[Start GIVEN PASSAGE]

Neo4j is a powerful database, however it has no indexing features built-in since the graph structure of the stored data eliminates many of the needs for indexes existing when using other underlying data models. Simple key based lookup of nodes is however something that isn't easily done through the graph structure, instead you'll have to manage a lookup index manually. IndexService is a means of providing those indexing capabilities for a Neo4j graph and integrate it as tightly as possible. With an IndexService you can associate any number of key-value pairs to any node and do fast lookups given such key-value pairs.

If you're looking for information about indexing with LuceneIndexBatchInserter go to Indexing with BatchInserter

Note that you don't need to instantiate more than one IndexService to go with a GraphDatabaseService instance. Instantiating more than one of any given type (f.ex. LuceneIndexService) will just point to the same internal index data source. Also know that LuceneFulltextIndexService has its own XA resource ID and will therefore have its own index data source, such that it can co-exist with a LuceneIndexService.


[edit] IndexService implementations

Our main implementation is the LuceneIndexService which (as the name implies) uses Lucene as backend.

It should be mentioned that when Neo4j gets an event framework (soon after the 1.0 release) it'll be possible to integrate these features such that it nearly feels native to Neo4j.

[edit] General behaviour

So you have your GraphDatabaseService and you want to index stuff from your graph in one or more indices. Well, you instantiate an IndexService with your GraphDatabaseService as an argument and you're good to go.

GraphDatabaseService graphDb = new EmbeddedGraphDatabase( "path/to/neo4j-db" );
IndexService index = new LuceneIndexService( graphDb );

[edit] Indexing your nodes

The IndexService indexes your nodes with key-value pairs, just like the properties on the nodes. So if you'd like to have a certain property key indexed you basically set the value as a property on the node and index the value in your index service. Any node can have any number of key-value pairs associated with it.

[edit] Wachowski brothers example

GraphDatabaseService graphDb = new EmbeddedGraphDatabase( "path/to/neo4j-db" );
IndexService index = new LuceneIndexService( graphDb );

Node andy = graphDb.createNode();
Node larry = graphDb.createNode();

andy.setProperty( "name", "Andy Wachowski" );
andy.setProperty( "title", "Director" );
larry.setProperty( "name", "Larry Wachowski" );
larry.setProperty( "title", "Director" );
index.index( andy, "name", andy.getProperty( "name" ) );
index.index( andy, "title", andy.getProperty( "title" ) );
index.index( larry, "name", larry.getProperty( "name" ) );
index.index( larry, "title", larry.getProperty( "title" ) );

You see here that you'll have to both set the properties and manually add that data to the index. It is recommended to wrap this kind of functionality, f.ex. in your domain model.

[End GIVEN PASSAGE]
[Start STORED ROWS]

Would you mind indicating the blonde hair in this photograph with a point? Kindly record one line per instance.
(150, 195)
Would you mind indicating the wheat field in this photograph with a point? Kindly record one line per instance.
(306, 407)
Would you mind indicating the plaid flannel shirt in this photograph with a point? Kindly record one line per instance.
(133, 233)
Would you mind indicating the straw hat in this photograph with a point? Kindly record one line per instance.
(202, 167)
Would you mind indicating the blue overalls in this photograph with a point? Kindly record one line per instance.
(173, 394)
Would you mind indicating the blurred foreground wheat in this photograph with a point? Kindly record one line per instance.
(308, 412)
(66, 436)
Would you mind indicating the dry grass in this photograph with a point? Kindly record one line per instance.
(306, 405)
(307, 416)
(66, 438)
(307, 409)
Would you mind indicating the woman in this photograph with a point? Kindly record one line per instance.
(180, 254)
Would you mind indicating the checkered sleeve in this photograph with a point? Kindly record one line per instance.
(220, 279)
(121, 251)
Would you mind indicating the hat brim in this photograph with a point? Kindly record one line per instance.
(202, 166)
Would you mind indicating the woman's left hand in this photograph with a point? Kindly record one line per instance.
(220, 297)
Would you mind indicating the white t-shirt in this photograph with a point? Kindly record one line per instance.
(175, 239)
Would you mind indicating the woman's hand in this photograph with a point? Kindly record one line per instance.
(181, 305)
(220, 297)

[End STORED ROWS]
[Start STORED ROWS]

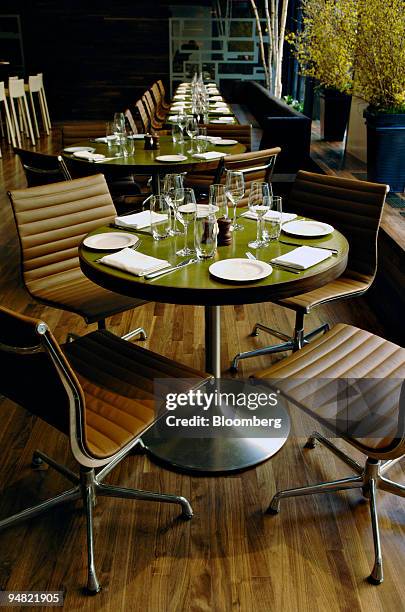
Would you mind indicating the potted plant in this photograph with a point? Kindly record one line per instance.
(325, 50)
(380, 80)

[End STORED ROWS]

§ DIRECTIVES
1. From the Neo4j indexing text, write out the stretch from "It should be" through "associated with it.".
2. Answer these from the Neo4j indexing text:
(a) What backend does LuceneIndexService use?
(b) What is passed as the argument when an IndexService is instantiated?
(c) What does LuceneFulltextIndexService have that lets it co-exist with a LuceneIndexService?

§ LIST OF SOLUTIONS
1.
It should be mentioned that when Neo4j gets an event framework (soon after the 1.0 release) it'll be possible to integrate these features such that it nearly feels native to Neo4j.

[edit] General behaviour

So you have your GraphDatabaseService and you want to index stuff from your graph in one or more indices. Well, you instantiate an IndexService with your GraphDatabaseService as an argument and you're good to go.

GraphDatabaseService graphDb = new EmbeddedGraphDatabase( "path/to/neo4j-db" );
IndexService index = new LuceneIndexService( graphDb );

[edit] Indexing your nodes

The IndexService indexes your nodes with key-value pairs, just like the properties on the nodes. So if you'd like to have a certain property key indexed you basically set the value as a property on the node and index the value in your index service. Any node can have any number of key-value pairs associated with it.

2.
(a) Lucene.
(b) The GraphDatabaseService.
(c) Its own XA resource ID, and so its own index data source.